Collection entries
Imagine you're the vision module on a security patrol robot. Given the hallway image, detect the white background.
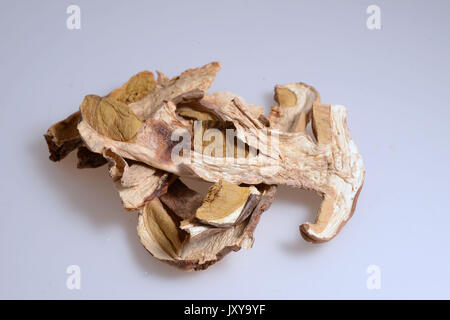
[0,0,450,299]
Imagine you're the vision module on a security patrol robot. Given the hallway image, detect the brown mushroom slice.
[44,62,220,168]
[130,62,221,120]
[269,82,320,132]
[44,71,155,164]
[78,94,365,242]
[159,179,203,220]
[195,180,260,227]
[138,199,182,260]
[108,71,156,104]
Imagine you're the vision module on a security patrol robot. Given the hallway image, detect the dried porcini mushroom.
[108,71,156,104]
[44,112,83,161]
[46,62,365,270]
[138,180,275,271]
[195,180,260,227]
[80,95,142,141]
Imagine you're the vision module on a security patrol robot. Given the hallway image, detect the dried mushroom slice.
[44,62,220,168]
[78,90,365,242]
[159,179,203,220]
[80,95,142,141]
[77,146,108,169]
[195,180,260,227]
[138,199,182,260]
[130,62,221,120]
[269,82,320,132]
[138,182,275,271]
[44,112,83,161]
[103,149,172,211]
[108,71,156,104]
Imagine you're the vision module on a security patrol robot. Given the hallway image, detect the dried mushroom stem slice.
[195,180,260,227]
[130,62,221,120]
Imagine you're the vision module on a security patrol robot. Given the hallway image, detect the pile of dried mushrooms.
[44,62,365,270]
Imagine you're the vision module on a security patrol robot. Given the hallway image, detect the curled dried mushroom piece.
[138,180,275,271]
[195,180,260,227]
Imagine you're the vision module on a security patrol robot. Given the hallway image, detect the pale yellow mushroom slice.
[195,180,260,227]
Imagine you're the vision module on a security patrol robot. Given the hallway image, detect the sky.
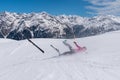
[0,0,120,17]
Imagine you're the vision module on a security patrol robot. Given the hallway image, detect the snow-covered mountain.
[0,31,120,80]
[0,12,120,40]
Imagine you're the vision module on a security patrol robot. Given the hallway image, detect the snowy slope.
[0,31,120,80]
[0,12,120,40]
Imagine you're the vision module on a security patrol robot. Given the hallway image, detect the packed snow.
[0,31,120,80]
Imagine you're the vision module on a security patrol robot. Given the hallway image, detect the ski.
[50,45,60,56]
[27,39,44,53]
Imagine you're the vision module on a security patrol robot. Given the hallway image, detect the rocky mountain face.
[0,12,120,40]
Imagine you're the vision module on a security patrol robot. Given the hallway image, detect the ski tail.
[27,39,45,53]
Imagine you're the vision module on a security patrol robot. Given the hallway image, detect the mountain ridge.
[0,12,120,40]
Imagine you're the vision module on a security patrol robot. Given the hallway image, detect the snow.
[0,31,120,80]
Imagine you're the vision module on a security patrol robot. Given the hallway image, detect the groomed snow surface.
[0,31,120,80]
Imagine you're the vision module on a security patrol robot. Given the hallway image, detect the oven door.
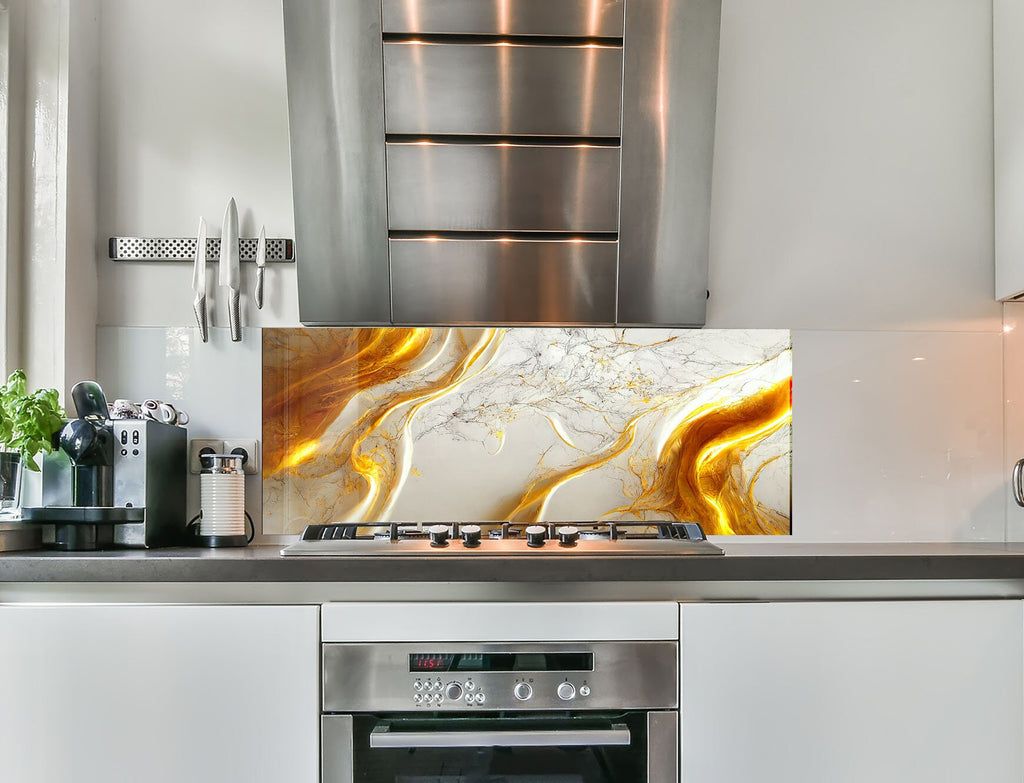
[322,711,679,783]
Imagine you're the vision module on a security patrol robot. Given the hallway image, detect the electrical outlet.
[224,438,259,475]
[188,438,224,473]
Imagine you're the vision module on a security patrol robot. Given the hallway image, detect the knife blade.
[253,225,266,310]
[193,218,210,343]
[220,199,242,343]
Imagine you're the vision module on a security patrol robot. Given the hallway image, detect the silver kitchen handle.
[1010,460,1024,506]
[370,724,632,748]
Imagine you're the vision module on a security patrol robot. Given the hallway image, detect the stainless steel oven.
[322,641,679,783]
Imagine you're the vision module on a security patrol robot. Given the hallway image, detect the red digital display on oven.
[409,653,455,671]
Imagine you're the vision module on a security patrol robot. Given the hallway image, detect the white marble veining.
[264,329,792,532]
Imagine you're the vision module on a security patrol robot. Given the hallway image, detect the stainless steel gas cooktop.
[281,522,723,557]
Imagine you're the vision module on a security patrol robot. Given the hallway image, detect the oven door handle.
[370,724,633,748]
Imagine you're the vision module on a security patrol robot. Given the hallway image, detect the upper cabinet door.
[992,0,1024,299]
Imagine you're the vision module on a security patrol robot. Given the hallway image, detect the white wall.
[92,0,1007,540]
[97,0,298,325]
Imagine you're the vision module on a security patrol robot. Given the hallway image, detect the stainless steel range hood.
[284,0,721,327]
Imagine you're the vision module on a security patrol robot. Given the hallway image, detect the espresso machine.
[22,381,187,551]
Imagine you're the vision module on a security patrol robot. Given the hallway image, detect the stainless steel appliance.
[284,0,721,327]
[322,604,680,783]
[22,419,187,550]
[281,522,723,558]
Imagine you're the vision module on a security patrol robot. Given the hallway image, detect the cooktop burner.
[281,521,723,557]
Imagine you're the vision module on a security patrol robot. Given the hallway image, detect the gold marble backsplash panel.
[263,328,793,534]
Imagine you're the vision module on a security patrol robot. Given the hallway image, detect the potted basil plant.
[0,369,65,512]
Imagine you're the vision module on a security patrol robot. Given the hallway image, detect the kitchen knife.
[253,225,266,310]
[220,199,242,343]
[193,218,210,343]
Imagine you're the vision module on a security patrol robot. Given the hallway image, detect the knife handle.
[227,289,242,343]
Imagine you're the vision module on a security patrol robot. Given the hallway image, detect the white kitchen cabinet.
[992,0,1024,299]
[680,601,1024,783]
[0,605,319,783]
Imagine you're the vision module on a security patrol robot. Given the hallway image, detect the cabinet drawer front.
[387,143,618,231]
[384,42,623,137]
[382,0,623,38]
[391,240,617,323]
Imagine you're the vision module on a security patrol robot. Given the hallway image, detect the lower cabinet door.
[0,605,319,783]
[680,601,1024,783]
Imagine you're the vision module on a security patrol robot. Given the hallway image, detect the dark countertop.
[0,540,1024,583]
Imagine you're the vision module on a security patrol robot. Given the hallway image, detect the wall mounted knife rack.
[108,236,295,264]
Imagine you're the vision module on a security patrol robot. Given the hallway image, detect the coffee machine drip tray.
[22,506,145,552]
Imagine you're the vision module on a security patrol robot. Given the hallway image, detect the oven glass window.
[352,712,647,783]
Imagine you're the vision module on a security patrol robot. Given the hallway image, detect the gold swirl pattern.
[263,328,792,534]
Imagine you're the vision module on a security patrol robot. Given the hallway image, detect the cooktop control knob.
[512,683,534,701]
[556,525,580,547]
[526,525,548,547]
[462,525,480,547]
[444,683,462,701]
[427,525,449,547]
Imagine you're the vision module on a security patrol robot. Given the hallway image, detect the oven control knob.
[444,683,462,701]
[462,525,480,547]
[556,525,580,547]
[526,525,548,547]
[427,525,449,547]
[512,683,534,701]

OBJECTIVE: Please retype all of the rows above, word for word, with the pictures left out.

THE OUTPUT:
Imagine you're the vision module on a security patrol robot. Given the hallway image, detect the white background.
[0,0,450,299]
Imagine you're the vision module on a security patrol robot. Given the hallway image, detect the brown mushroom slice.
[44,62,220,168]
[130,62,221,120]
[269,82,320,132]
[44,71,155,164]
[78,94,365,242]
[159,179,203,220]
[195,180,260,227]
[138,199,182,260]
[108,71,156,104]
Imagine you're the vision module on a security patrol robot. Given the hallway image, detect the dried porcini mushroom.
[108,71,156,104]
[44,112,83,161]
[46,62,365,270]
[138,180,275,271]
[195,180,260,227]
[80,95,142,141]
Imagine you're the vision module on a security patrol robot. Given the hallway image, detect the dried mushroom slice.
[44,62,220,168]
[78,90,365,242]
[159,179,203,220]
[80,95,142,141]
[77,146,108,169]
[195,180,260,227]
[138,199,182,260]
[130,62,221,120]
[269,82,320,132]
[138,182,275,271]
[44,112,83,161]
[103,149,172,211]
[108,71,156,104]
Imagine you're the vision module on a security patrol robot. Given the hallway image, detect the dried mushroom stem slice.
[195,180,260,227]
[130,62,221,120]
Imagine you're the vision module on a security patrol robot. Given the hallway image, detect the pile of dried mushrooms.
[44,62,365,270]
Imagine you're the vision module on a security patrol robot. Given the hallway image, detect the curled dried mushroom piece.
[138,180,275,271]
[195,180,260,227]
Imagine you're the vision module on a security patrol robot. Given the hallway image, detect the pale yellow mushroom slice.
[195,180,260,227]
Imagine you're the vision module on a security patrol robot. Given the hallway image, detect the sky.
[0,0,120,17]
Imagine you're the vision module on a security patrol robot. Given the hallway image, detect the snow-covered mountain.
[0,31,120,80]
[0,12,120,40]
Imagine you're the vision module on a security patrol robot. Given the hallway image, detect the snowy slope.
[0,31,120,80]
[0,12,120,40]
Imagine you're the vision module on a security patrol robot. Given the hallway image, detect the packed snow.
[0,31,120,80]
Imagine you're the vision module on a security patrol robot. Given the hallway image, detect the ski.
[50,45,60,56]
[27,39,44,53]
Imagine you're the vision module on a security patrol robot. Given the hallway image, detect the rocky mountain face.
[0,12,120,40]
Imagine you're the vision module on a security patrol robot. Given the hallway image, detect the ski tail.
[27,39,45,53]
Imagine you're the vision module on a security patrol robot. Given the hallway image, detect the mountain ridge.
[0,12,120,40]
Imagine you're the vision module on a security patrol robot. Given the hallway image, detect the snow.
[0,31,120,80]
Imagine you're the vision module on a security patrol robot. Given the hallway image, detect the groomed snow surface.
[0,31,120,80]
Imagine you're the vision module on a security patrol robot. Given the hallway image, detect the oven door.
[322,711,679,783]
Imagine you're the vision module on a security patrol robot. Given the hallway image, detect the electrical outlet.
[224,438,259,475]
[188,438,224,473]
Imagine you're the vision module on a security patrol robot. Given the hallway image, detect the knife blade.
[253,225,266,310]
[193,218,210,343]
[220,199,242,343]
Imagine you're the vision module on a security patrol robot. Given the hallway image, detect the silver kitchen handle.
[1010,460,1024,506]
[370,724,632,748]
Imagine you're the vision module on a security patrol robot. Given the hallway image, detect the stainless steel oven.
[322,641,679,783]
Imagine you're the vision module on a security patrol robot. Given the hallway image, detect the red digital display on oven.
[409,653,455,671]
Imagine you're the vision module on a security patrol robot. Given the hallway image, detect the white marble veining.
[264,329,792,532]
Imagine you're the vision module on a security patrol robot. Given the hallway image, detect the stainless steel gas cooktop.
[281,522,723,557]
Imagine you're the vision module on a security patrol robot. Given the hallway image, detect the oven door handle.
[370,724,633,748]
Imagine you're the vision module on a security patrol robot. Given the hallway image, detect the upper cabinet door.
[992,0,1024,299]
Imagine you're the vision module on a security patrol robot. Given the hallway image, detect the white wall.
[92,0,1007,540]
[97,0,298,325]
Imagine you're the vision module on a security patrol robot. Given the hallway image, detect the stainless steel range hood.
[284,0,721,327]
Imagine you're the vision module on a security patrol robot. Given the hallway image, detect the espresso machine.
[22,381,187,551]
Imagine you're the vision module on a security patrol robot. Given the hallway image, detect the stainless steel appliance.
[284,0,721,327]
[322,604,680,783]
[22,419,187,550]
[281,522,723,558]
Imagine you're the vision module on a security patrol robot. Given the hallway image, detect the cooktop burner.
[281,521,723,557]
Imagine you're the vision module on a security patrol robot. Given the hallway image, detect the gold marble backsplash panel.
[263,328,793,534]
Imagine you're the vision module on a security patrol robot. Given the hallway image, detect the potted basil plant.
[0,369,65,512]
Imagine you're the vision module on a security patrol robot. Given the hallway image, detect the kitchen knife.
[253,225,266,310]
[220,199,242,343]
[193,218,210,343]
Imagine you're the vision module on a security patrol robot. Given the hallway image, detect the knife handle.
[227,289,242,343]
Imagine you're the vision module on a security patrol robot. Given the hallway image, detect the white kitchen cabinet.
[992,0,1024,299]
[680,601,1024,783]
[0,605,319,783]
Imagine you're the vision module on a security patrol robot. Given the hallway image, detect the cabinet drawer front.
[387,143,618,231]
[384,42,623,137]
[382,0,623,38]
[391,240,617,323]
Imagine you're the vision module on a security patrol robot. Given the hallway image, detect the lower cabinet door.
[0,605,319,783]
[680,601,1024,783]
Imagine you're the vision module on a security patrol robot. Given the hallway image, detect the dark countertop.
[0,540,1024,583]
Imagine you're the vision module on a security patrol robot. Given the hallway image, detect the wall mounted knife rack.
[108,236,295,264]
Imagine you're the vision module on a security patrol robot. Given the hallway image, detect the coffee machine drip tray.
[22,506,145,552]
Imagine you're the vision module on a security patrol robot. Given the hallway image, detect the oven glass window.
[352,712,647,783]
Imagine you're the vision module on a security patrol robot. Given the hallway image, detect the gold swirl pattern.
[263,328,792,534]
Imagine you're the vision module on a security patrol robot. Given the hallway image, detect the cooktop control knob.
[512,683,534,701]
[556,525,580,547]
[526,525,548,547]
[462,525,480,547]
[444,683,462,701]
[427,525,449,547]
Imagine you're the vision module on a security patrol robot. Given the hallway image, detect the oven control knob.
[444,683,462,701]
[462,525,480,547]
[556,525,580,547]
[526,525,548,547]
[427,525,449,547]
[512,683,534,701]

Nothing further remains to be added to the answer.